2015 Freeman Tilden Award Recipients
Congratulations to the 2015 Freeman Tilden Award recipients!
Ernie Price, Chief of Education & Visitor Services
Appomattox Court House National Historical Park, Virginia
Erine Price for his exemplary leadership in Appomattox Court House commemoration of the 150th anniversary of the Civil War. Past commendations have focused largely on the military history and famous generals involved. As planning began in 2010 for the 150th event, Ernie Price encouraged park staff to include the “Civil War to Civil Rights” theme. He recognized that the 150th was an opportunity to go beyond the military story and tell the story of the legacy of emancipation as a result of Lee’s surrender to Grant. Price reached out to local black community leaders and invited them to participate in the commemoration. Together, Price and the Carver Price 1865 Committee co-created and presented the Footsteps to Freedom Program, which drew over 1,000 attendees to follow the funeral procession and walk along the stage road illuminated by 4,600 candles - one candle for every enslaved person in Appomattox County who realized freedom with the surrender of Lee's army and the war's end
Rich Jehle, Interpretive Ranger
Yellowstone National Park, Idaho, Montana, & Wyoming
Rich Jehle for his long-term commitment to developing a comprehensive and mulita-faceted community outreach program that connects Yellowstone National Park and the community of West Yellowstone, Montana. There are now direct public services at the West Yellowstone Visitor Information Center, ranger-led programs, including the semi-annual Yellowstone Photography Festival as well as renewed commitment to building and maintaining a mutually beneficial relationship between the park and local community.
Neil Howk, Assistant Chief of Interpretation
Apostle Islands National Lakeshore, Wisconsin
Neil Howk for his tireless contribution to the Climate Change Institute that provides the opportunity for teachers to learn about place-based, relevant examples of climate change and the impacts on local communities. In partnership with the University of Wisconsin- Extension, Bayfield High School Science Department, and the Great Lakes Indian Fish and Wildlife Commission, Howk was able to successfully developed and implement an experiential learning program that enhance personal understanding and foster stewardship.

§ **Source information**
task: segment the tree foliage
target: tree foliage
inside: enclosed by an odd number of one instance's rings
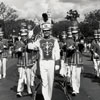
[[[85,19],[80,23],[80,30],[85,37],[93,37],[94,30],[100,28],[100,9],[85,14]]]
[[[5,5],[3,2],[0,3],[0,19],[4,21],[15,20],[18,18],[16,12],[15,9]]]

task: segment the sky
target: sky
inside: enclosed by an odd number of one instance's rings
[[[84,14],[100,9],[100,0],[0,0],[6,5],[18,11],[20,18],[34,19],[41,18],[43,12],[51,12],[55,20],[64,19],[70,9],[79,12],[80,18],[84,20]]]

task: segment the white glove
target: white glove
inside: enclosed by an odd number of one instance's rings
[[[28,49],[33,49],[33,44],[32,43],[28,43]]]
[[[55,66],[55,70],[59,70],[60,69],[60,66],[59,65],[56,65]]]

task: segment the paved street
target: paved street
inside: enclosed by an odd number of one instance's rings
[[[7,78],[0,80],[0,100],[34,100],[29,96],[16,97],[18,72],[16,59],[9,58],[7,62]],[[100,100],[100,79],[94,77],[93,63],[90,54],[84,54],[84,73],[81,75],[80,94],[71,96],[72,100]],[[41,98],[41,99],[40,99]],[[40,93],[36,100],[42,100]],[[64,92],[55,87],[53,100],[67,100]]]

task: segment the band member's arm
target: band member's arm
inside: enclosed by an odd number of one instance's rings
[[[55,65],[56,65],[55,67],[56,70],[58,70],[60,66],[60,47],[57,40],[55,40],[54,44],[54,55],[55,55]]]

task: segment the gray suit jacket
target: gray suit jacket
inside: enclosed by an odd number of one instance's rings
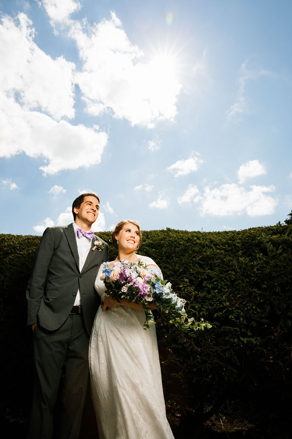
[[[92,247],[96,239],[94,237]],[[89,250],[81,273],[73,224],[46,229],[35,251],[26,290],[28,325],[37,322],[50,331],[60,327],[69,315],[79,288],[90,335],[100,302],[94,282],[99,266],[109,260],[108,245],[100,240],[103,248]]]

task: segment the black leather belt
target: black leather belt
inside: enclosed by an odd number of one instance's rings
[[[71,312],[70,314],[82,314],[82,306],[73,306],[72,309],[71,310]]]

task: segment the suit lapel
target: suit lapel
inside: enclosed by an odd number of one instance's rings
[[[73,254],[74,258],[76,261],[76,264],[79,269],[79,256],[78,254],[78,248],[77,248],[77,243],[76,242],[76,237],[74,232],[74,227],[73,224],[70,224],[69,226],[64,229],[64,233],[66,236],[68,240],[71,251]]]
[[[85,262],[84,263],[84,265],[83,266],[82,269],[81,270],[81,273],[83,271],[84,271],[85,269],[87,268],[87,267],[89,265],[91,261],[92,260],[92,259],[95,257],[95,256],[96,257],[99,253],[99,255],[101,254],[101,252],[99,251],[99,250],[97,248],[95,249],[94,252],[92,251],[92,248],[94,246],[94,241],[96,241],[97,239],[98,240],[96,235],[94,235],[93,239],[91,241],[91,248],[90,248],[90,250],[89,250],[88,255],[87,255],[87,257],[85,259]]]

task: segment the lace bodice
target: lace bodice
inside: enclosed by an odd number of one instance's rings
[[[151,258],[139,256],[148,265]],[[103,297],[100,268],[95,284]],[[92,401],[100,439],[174,439],[166,419],[155,325],[142,310],[99,307],[89,348]]]

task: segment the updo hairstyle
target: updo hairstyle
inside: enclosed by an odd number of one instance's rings
[[[118,246],[116,243],[116,239],[115,237],[117,235],[118,235],[120,231],[123,229],[123,227],[125,224],[134,224],[135,226],[137,227],[138,230],[139,230],[139,237],[140,238],[139,244],[137,246],[136,250],[137,250],[139,248],[140,245],[141,244],[141,241],[142,241],[142,236],[141,236],[141,230],[140,230],[140,226],[139,225],[137,221],[132,221],[131,220],[123,220],[122,221],[120,221],[120,223],[118,223],[116,226],[115,228],[115,230],[113,230],[111,233],[111,235],[112,235],[112,244],[114,247],[115,248],[116,248],[118,250]],[[136,250],[135,250],[136,251]]]

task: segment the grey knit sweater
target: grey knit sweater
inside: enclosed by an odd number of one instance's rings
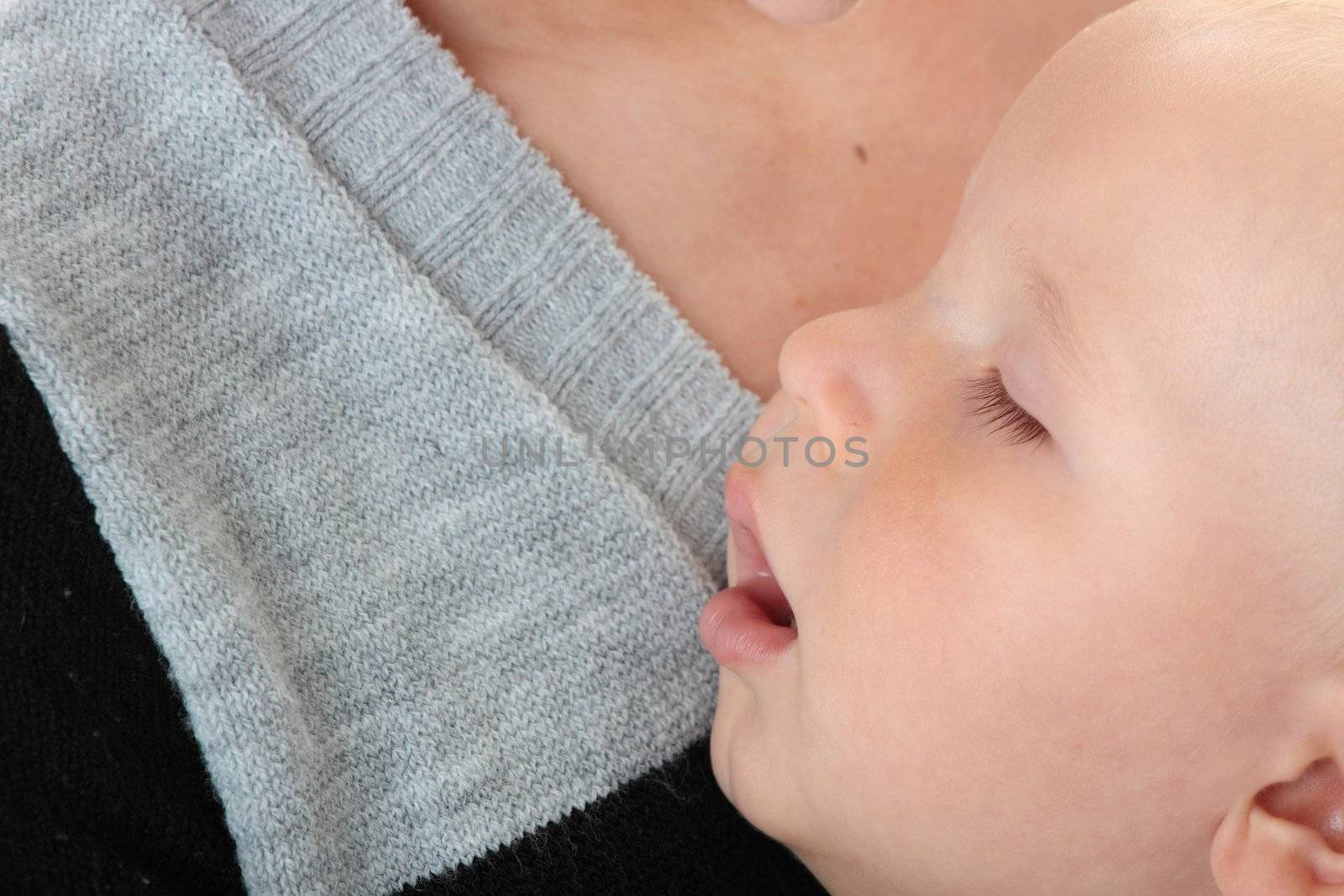
[[[673,446],[758,400],[497,103],[396,0],[7,5],[0,324],[249,888],[391,889],[703,737],[727,462]]]

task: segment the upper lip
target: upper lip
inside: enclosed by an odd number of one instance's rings
[[[775,579],[761,541],[749,467],[734,465],[723,481],[723,508],[732,528],[737,582],[762,603],[778,625],[789,625],[793,607]],[[789,617],[789,618],[780,618]]]

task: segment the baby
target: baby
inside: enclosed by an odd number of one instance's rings
[[[780,375],[700,621],[747,821],[836,896],[1344,893],[1344,0],[1098,21]]]

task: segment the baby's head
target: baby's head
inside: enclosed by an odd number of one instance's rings
[[[1097,23],[929,278],[780,373],[750,822],[837,895],[1344,892],[1344,3]]]

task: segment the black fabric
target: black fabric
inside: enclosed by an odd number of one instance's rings
[[[702,739],[659,771],[402,896],[742,893],[825,896],[793,854],[727,801]]]
[[[243,892],[181,699],[0,328],[0,891]],[[751,827],[708,742],[403,893],[825,891]]]
[[[242,892],[181,700],[0,341],[0,889]]]

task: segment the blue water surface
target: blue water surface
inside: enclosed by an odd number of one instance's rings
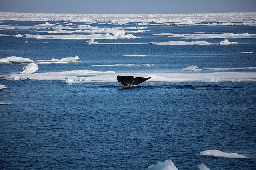
[[[1,23],[36,24],[10,21]],[[136,26],[134,24],[122,27]],[[256,33],[254,27],[175,25],[132,33],[147,38],[97,41],[148,43],[182,40],[216,44],[223,39],[184,40],[152,34]],[[32,30],[1,30],[0,33],[45,33]],[[182,68],[192,65],[200,68],[256,66],[255,54],[241,53],[256,52],[255,39],[230,39],[238,44],[226,46],[89,45],[81,43],[85,40],[0,37],[0,58],[14,55],[49,60],[77,55],[80,58],[81,63],[78,63],[38,64],[37,72],[87,70],[118,73],[182,73]],[[29,43],[24,43],[26,41]],[[46,41],[49,43],[43,43]],[[122,56],[132,55],[146,56]],[[92,66],[115,64],[134,66]],[[156,66],[136,66],[142,64]],[[0,63],[0,74],[19,73],[25,65]],[[218,71],[255,72],[255,70]],[[144,169],[169,159],[180,170],[198,169],[202,162],[212,170],[255,168],[254,82],[146,82],[127,88],[118,82],[68,84],[56,82],[0,79],[0,84],[7,88],[0,90],[0,102],[12,104],[0,105],[0,168]],[[200,152],[210,149],[238,153],[247,158],[200,155]]]

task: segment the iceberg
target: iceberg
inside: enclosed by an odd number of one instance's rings
[[[10,56],[0,59],[0,63],[9,62],[14,63],[34,63],[34,61],[28,58],[18,57],[16,56]]]
[[[6,88],[6,87],[5,85],[3,84],[0,84],[0,89],[3,89],[4,88]]]
[[[221,151],[214,149],[205,150],[200,152],[201,155],[209,156],[220,158],[246,158],[246,157],[241,155],[238,154],[236,153],[225,153]]]
[[[200,170],[211,170],[202,163],[198,165],[198,168]]]
[[[38,66],[35,63],[30,63],[22,68],[20,74],[32,74],[38,70]]]
[[[68,63],[80,63],[81,61],[77,60],[79,59],[80,59],[80,58],[77,55],[76,55],[71,57],[63,58],[60,60],[53,58],[48,60],[38,60],[35,61],[34,62],[36,63],[40,64],[66,64]]]
[[[183,70],[183,71],[191,71],[194,70],[196,70],[198,68],[198,67],[197,66],[189,66],[188,67],[182,69],[182,70]]]
[[[146,170],[178,170],[172,160],[169,159],[164,162],[158,162],[154,165],[150,165]]]
[[[231,45],[232,44],[238,44],[238,43],[237,43],[237,42],[229,42],[229,41],[226,38],[224,39],[224,41],[220,42],[218,43],[218,44],[219,44],[220,45]]]
[[[186,42],[183,41],[172,41],[163,42],[150,42],[150,44],[157,45],[208,45],[211,44],[207,41],[197,41]]]

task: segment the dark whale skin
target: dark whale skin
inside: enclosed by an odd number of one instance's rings
[[[137,77],[134,78],[133,76],[121,76],[118,75],[117,76],[116,79],[119,82],[124,86],[131,86],[139,84],[151,78],[151,77],[146,78]]]

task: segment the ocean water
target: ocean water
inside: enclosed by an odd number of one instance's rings
[[[36,24],[11,21],[1,24]],[[248,25],[176,26],[146,29],[151,31],[131,33],[146,37],[95,41],[145,43],[206,41],[216,44],[223,39],[184,39],[152,34],[256,33],[255,27]],[[3,29],[0,34],[46,33],[31,33],[32,30]],[[81,43],[86,40],[0,37],[0,58],[14,55],[48,60],[77,55],[80,58],[81,63],[78,63],[38,64],[37,72],[87,70],[117,73],[182,73],[182,68],[192,65],[200,68],[256,66],[255,54],[241,53],[256,52],[255,39],[228,39],[238,44],[89,45]],[[24,43],[26,41],[29,43]],[[122,56],[132,55],[146,56]],[[92,66],[115,64],[134,66]],[[136,66],[142,64],[156,67]],[[0,63],[0,74],[19,73],[25,65]],[[256,74],[256,71],[202,72]],[[202,162],[212,170],[255,168],[255,82],[146,82],[127,88],[118,82],[69,84],[57,81],[0,79],[0,84],[7,87],[0,90],[0,102],[12,103],[0,105],[0,168],[144,169],[169,159],[180,170],[198,169]],[[200,155],[200,152],[210,149],[238,153],[247,158]]]

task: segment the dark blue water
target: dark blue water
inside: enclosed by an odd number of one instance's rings
[[[15,23],[35,24],[32,22]],[[201,31],[255,33],[253,27],[152,28],[151,32],[132,34],[149,36],[156,33]],[[0,33],[32,33],[30,31],[1,30]],[[174,40],[177,38],[97,41]],[[1,37],[0,58],[16,55],[34,60],[50,59],[78,55],[81,58],[79,63],[39,64],[38,72],[78,70],[117,73],[182,72],[181,69],[191,65],[200,68],[255,66],[255,54],[240,53],[256,52],[255,39],[230,40],[239,44],[87,45],[81,44],[85,40]],[[25,41],[29,43],[24,43]],[[223,39],[184,41],[217,43]],[[147,56],[122,56],[138,54]],[[156,66],[136,66],[143,63],[154,64]],[[135,65],[91,66],[114,64]],[[24,65],[0,64],[0,72],[19,72]],[[214,71],[202,72],[208,72]],[[56,81],[0,79],[0,84],[7,87],[0,90],[0,102],[12,104],[0,105],[0,168],[144,169],[168,159],[181,170],[198,169],[197,166],[202,162],[212,170],[255,168],[254,82],[145,82],[127,88],[118,82],[67,84]],[[236,152],[247,158],[200,155],[200,152],[209,149]]]

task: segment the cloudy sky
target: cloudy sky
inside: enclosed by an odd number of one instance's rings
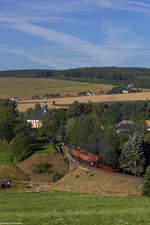
[[[0,70],[150,67],[149,0],[0,0]]]

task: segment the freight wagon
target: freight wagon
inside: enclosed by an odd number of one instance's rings
[[[119,169],[111,168],[110,166],[105,165],[103,162],[100,162],[98,155],[86,152],[83,149],[73,148],[71,154],[74,158],[78,159],[79,161],[87,162],[92,166],[96,166],[97,168],[102,168],[104,170],[112,172],[119,172]]]

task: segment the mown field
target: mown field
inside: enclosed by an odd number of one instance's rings
[[[43,98],[46,94],[57,94],[62,96],[77,95],[81,91],[92,91],[96,94],[100,91],[107,92],[112,85],[91,84],[49,78],[0,78],[0,98],[17,96],[30,99],[39,95]]]
[[[143,93],[131,93],[131,94],[105,94],[97,96],[83,96],[83,97],[64,97],[64,98],[53,98],[48,99],[49,108],[54,108],[53,101],[55,101],[56,108],[66,107],[66,105],[73,104],[74,101],[88,103],[89,101],[93,103],[98,102],[128,102],[128,101],[146,101],[150,100],[150,92]],[[18,104],[18,109],[20,111],[26,111],[28,108],[34,108],[36,102],[42,103],[41,100],[35,100],[31,102],[30,100],[24,101],[24,104]]]
[[[149,198],[52,191],[1,194],[0,222],[23,225],[149,225]]]

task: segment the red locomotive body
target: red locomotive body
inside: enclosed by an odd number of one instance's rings
[[[83,149],[72,149],[72,156],[78,158],[79,160],[90,163],[91,165],[96,165],[97,168],[102,168],[106,171],[119,172],[119,169],[111,168],[103,163],[99,162],[99,156],[93,153],[84,151]]]
[[[98,155],[86,152],[83,149],[72,149],[72,155],[89,163],[96,163],[98,161]]]

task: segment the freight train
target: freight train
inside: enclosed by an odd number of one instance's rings
[[[90,152],[86,152],[83,149],[77,148],[75,146],[72,147],[71,155],[78,159],[79,161],[86,162],[91,166],[96,166],[97,168],[102,168],[106,171],[119,172],[119,169],[112,168],[99,160],[99,156]]]

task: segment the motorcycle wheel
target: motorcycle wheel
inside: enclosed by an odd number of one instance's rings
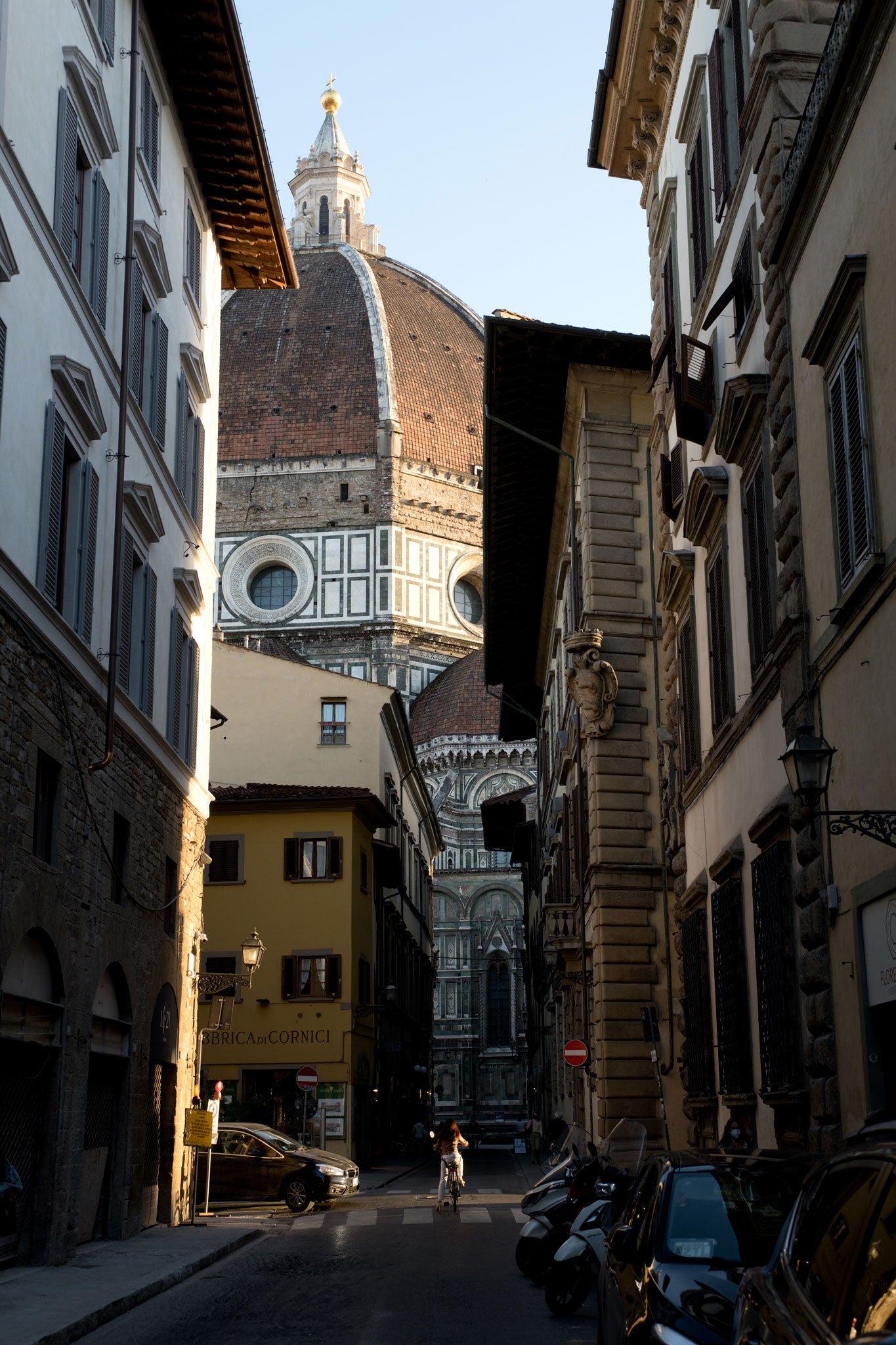
[[[578,1311],[591,1289],[591,1267],[584,1258],[555,1262],[544,1286],[544,1302],[555,1317],[570,1317]]]
[[[519,1237],[516,1244],[516,1263],[524,1275],[533,1278],[540,1262],[540,1248],[535,1237]]]

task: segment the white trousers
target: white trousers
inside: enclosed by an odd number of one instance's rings
[[[447,1165],[449,1159],[457,1159],[457,1174],[463,1181],[463,1155],[462,1154],[442,1154],[442,1176],[439,1177],[439,1200],[445,1200],[445,1186],[447,1184]]]

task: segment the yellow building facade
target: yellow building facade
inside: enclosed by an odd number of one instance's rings
[[[249,784],[215,794],[201,970],[242,971],[253,928],[265,955],[228,1006],[230,1025],[203,1032],[203,1073],[223,1080],[227,1118],[305,1130],[363,1158],[375,1100],[373,833],[392,819],[367,788]],[[207,999],[200,1026],[216,1018]],[[296,1075],[308,1065],[320,1087],[306,1115]]]

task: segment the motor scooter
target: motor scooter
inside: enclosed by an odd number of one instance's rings
[[[544,1301],[555,1317],[568,1317],[584,1303],[606,1255],[606,1237],[622,1213],[625,1197],[641,1170],[646,1131],[621,1120],[600,1145],[598,1162],[606,1182],[595,1182],[595,1200],[586,1205],[557,1247],[548,1268]]]

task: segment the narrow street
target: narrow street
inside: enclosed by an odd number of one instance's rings
[[[180,1345],[207,1328],[216,1345],[584,1345],[591,1305],[559,1321],[513,1260],[531,1170],[506,1151],[472,1154],[457,1215],[435,1213],[435,1161],[298,1219],[235,1212],[265,1236],[85,1340]]]

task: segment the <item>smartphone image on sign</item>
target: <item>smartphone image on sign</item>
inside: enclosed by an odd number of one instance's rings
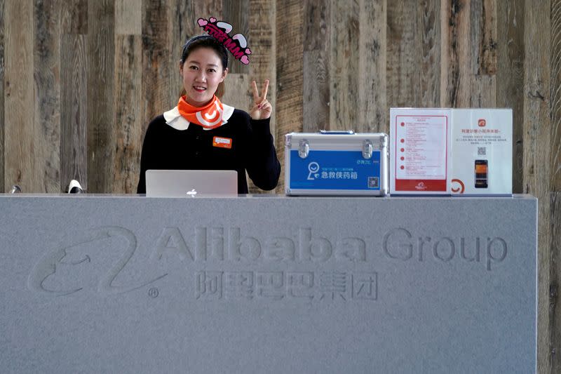
[[[487,160],[475,160],[475,188],[487,188],[489,174]]]

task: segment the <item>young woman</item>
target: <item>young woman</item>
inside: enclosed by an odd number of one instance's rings
[[[280,164],[269,129],[273,108],[266,100],[269,81],[260,94],[252,83],[254,105],[249,114],[222,104],[228,55],[210,35],[185,44],[180,73],[185,93],[177,107],[148,126],[137,193],[146,193],[149,169],[235,170],[239,194],[248,193],[247,171],[258,187],[275,188]]]

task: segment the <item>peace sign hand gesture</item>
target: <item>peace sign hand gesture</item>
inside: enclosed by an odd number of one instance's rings
[[[252,119],[266,119],[271,116],[271,112],[273,112],[273,107],[271,103],[267,101],[267,89],[269,88],[269,79],[265,79],[265,83],[263,84],[263,91],[259,95],[257,91],[257,84],[255,81],[251,82],[253,88],[253,107],[250,111],[250,116]]]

§ **Task requirements**
Please extend the page on the 2015 Freeman Tilden Award recipients, picking up after its last sentence.

§ **Answer for the task**
National Capital Region
Debra Mills, Park Ranger
Catoctin Mountain Park, Maryland
Debra Mills for developing and implementing a curriculum based “It Takes All Kinds” Water Quality Field Trip that introduces hundreds of students to the realities of human impact on the preservation of the Chesapeake Bay Watershed. Students were able to interact with a scientist, developer, farmer and park advocate and learn how each stakeholder uses water and impacts water quality. This lesson plan is presented to 4th graders but can be adapted for any grade level.
Pacific West Region
Kevin Sweeney, Interpretation Operations Supervisor
Lassen Volcanic, California
Kevin Sweeney for revitalizing the “Dark Sky” program and growing the program from an evening program into an extensive year-round interpretive programming that culminated this past year in a 3 day festival that drew 4,500 visitors from all over. In partnership with NASA, Astronomical Society of Nevada, and the Astronomical Society of the Pacific, the festival programming included NASA astrobiology demonstrations, hands-on astronomy programs, solar scope viewing, junior ranger night explorer, and night sky viewing.
Sabrina Diaz, District Interpreter
Everglades National Park, Florida
Sabrina Diaz for her enterprising spirit in conceiving the Everglades Wilderness Writing Expedition, obtaining funding to support the program, and cultivating eight community organizations to support the program. In celebration of the 50th Anniversary of the Wilderness Act in 2014, Everglades National Park turned ten aspiring young writers from Miami into Everglades’ wilderness advocates. The stories of these young writers exploring the Everglades reached over 3 million people through social media, art exhibit, and newspaper articles.